== GIVEN TASK ==
Please return, word for word, the lines of the material starting at the line that contains "TARGET = beige hat" and stopping after its final line.

== SOURCE RECORDS ==
________

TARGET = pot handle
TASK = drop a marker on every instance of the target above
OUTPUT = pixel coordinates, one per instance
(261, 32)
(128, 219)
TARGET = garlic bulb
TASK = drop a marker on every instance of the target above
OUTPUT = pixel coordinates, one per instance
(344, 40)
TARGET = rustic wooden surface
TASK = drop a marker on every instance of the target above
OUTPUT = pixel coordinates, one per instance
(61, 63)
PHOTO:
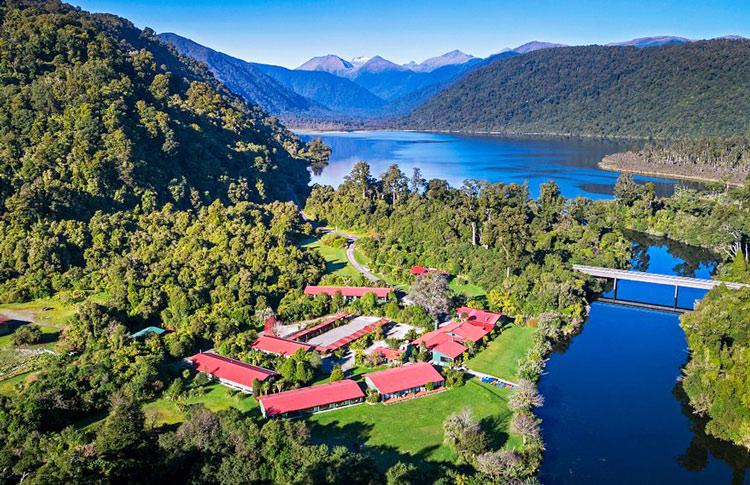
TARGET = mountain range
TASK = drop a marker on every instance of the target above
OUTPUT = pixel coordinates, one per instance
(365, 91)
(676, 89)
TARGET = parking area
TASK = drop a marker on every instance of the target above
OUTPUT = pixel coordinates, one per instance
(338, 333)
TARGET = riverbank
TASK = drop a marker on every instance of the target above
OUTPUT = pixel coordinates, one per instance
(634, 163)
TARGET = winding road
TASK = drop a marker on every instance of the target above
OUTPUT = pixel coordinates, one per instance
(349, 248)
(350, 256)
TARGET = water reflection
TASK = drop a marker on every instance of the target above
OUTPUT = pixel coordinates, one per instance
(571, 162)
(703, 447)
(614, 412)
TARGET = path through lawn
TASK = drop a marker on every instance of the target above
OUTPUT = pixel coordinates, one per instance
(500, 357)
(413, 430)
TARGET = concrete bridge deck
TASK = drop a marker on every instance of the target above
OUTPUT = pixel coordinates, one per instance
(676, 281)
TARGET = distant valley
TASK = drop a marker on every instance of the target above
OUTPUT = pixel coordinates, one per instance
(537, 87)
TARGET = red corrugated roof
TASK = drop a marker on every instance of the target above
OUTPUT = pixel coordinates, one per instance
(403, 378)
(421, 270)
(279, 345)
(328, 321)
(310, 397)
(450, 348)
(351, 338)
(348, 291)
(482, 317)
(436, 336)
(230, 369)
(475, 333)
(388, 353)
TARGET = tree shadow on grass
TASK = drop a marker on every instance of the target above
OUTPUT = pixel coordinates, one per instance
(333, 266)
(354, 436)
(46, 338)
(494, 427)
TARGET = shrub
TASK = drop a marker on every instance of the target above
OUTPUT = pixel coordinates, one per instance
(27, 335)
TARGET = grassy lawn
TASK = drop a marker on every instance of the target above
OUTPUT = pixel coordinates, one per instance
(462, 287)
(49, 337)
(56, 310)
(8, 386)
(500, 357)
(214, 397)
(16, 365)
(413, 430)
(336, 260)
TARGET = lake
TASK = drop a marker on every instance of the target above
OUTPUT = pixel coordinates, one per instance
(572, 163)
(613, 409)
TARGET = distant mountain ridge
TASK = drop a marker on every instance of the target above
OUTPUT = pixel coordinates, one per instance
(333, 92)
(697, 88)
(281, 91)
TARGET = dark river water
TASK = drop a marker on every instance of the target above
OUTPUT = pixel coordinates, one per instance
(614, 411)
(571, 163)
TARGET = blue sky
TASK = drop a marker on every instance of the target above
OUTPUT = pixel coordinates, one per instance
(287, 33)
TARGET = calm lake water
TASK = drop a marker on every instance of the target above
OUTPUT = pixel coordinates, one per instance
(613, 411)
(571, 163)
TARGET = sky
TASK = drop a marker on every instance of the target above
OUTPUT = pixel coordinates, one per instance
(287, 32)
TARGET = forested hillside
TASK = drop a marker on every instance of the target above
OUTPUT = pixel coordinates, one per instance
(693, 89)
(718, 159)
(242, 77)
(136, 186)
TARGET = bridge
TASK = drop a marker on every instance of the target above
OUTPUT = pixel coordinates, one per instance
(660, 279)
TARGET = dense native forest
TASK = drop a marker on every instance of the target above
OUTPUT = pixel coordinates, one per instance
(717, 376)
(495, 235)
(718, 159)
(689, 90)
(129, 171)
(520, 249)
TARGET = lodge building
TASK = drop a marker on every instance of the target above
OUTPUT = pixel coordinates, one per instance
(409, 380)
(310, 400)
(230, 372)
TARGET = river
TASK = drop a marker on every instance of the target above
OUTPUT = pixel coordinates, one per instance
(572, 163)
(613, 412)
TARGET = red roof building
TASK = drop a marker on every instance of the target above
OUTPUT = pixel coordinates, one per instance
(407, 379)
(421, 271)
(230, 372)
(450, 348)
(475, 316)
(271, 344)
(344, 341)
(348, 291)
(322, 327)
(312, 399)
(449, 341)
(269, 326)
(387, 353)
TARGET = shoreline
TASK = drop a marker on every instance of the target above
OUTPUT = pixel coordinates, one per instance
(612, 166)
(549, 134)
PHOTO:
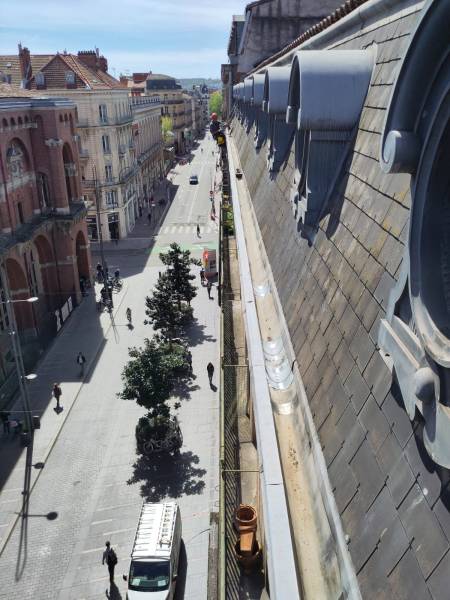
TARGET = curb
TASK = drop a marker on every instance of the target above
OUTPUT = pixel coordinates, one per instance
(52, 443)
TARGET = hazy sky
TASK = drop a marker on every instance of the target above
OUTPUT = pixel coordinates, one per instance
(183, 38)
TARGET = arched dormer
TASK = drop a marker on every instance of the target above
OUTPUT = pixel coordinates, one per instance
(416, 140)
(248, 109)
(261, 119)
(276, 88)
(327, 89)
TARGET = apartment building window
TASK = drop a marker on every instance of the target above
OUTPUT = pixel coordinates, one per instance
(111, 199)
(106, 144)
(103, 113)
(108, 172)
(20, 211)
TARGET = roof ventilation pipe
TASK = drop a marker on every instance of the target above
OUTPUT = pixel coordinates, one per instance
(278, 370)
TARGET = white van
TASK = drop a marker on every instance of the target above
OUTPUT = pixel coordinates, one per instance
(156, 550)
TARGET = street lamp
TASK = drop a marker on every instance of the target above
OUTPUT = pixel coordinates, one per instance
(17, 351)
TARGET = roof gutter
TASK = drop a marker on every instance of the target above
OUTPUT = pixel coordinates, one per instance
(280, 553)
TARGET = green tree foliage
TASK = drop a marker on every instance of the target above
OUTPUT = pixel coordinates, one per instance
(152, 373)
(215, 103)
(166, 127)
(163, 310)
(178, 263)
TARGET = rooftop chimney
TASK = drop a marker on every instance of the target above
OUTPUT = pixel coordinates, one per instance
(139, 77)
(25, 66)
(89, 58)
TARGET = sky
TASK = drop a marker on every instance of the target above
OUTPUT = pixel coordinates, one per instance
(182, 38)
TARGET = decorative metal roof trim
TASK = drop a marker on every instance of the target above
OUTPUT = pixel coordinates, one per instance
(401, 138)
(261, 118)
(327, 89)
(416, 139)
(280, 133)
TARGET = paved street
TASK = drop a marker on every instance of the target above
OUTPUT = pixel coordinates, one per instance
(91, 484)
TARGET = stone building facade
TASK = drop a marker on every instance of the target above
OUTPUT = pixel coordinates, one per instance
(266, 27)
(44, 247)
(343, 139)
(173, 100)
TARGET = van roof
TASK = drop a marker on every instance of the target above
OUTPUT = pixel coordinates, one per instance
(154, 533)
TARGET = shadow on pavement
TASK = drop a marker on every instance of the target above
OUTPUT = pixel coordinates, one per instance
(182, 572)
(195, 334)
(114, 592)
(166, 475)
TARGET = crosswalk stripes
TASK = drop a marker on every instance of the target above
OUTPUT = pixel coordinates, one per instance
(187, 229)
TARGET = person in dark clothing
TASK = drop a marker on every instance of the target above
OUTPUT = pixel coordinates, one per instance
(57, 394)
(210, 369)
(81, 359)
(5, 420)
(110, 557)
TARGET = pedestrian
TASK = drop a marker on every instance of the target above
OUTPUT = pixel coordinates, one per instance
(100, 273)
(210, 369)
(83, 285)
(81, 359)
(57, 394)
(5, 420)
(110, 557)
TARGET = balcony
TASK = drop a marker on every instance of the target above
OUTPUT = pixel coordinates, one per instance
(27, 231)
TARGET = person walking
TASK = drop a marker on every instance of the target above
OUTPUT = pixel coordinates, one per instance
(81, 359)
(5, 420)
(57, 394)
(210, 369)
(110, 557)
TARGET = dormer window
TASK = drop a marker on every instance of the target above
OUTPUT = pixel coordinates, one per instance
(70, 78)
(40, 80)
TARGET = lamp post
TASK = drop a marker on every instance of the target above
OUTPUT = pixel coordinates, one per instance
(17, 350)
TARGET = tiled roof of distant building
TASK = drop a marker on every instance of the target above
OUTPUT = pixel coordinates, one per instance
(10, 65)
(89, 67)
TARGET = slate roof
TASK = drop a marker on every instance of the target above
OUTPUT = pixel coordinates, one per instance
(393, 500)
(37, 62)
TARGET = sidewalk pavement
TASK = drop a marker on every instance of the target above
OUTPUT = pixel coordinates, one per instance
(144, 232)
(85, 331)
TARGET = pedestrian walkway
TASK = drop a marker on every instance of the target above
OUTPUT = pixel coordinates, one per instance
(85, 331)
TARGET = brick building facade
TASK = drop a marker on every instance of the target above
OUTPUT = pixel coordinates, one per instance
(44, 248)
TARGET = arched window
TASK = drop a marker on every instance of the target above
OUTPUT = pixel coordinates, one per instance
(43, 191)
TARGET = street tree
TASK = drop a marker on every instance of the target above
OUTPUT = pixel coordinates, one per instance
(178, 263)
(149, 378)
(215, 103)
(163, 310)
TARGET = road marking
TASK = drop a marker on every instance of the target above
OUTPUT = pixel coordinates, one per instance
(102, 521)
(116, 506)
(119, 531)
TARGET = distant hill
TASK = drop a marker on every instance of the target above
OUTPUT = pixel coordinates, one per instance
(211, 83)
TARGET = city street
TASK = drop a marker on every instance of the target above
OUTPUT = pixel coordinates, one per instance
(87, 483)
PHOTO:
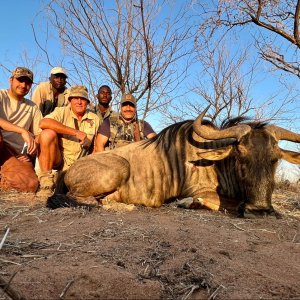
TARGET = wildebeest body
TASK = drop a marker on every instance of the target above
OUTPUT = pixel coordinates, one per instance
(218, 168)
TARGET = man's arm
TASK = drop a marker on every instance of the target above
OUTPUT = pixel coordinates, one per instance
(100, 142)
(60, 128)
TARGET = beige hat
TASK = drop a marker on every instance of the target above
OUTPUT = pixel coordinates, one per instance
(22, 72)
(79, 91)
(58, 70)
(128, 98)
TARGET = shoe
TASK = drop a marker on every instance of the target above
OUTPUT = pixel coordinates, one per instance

________

== EXERCISE ANSWER ==
TARGET = beige hat
TASK = drop a marker on every instance of the target above
OUTPUT = pixel coordinates, one per instance
(22, 72)
(79, 91)
(58, 70)
(128, 98)
TARGET = shoe
TASK = drop a marker on every instance of the target above
OUTPUT = pixel coordinates, one per instance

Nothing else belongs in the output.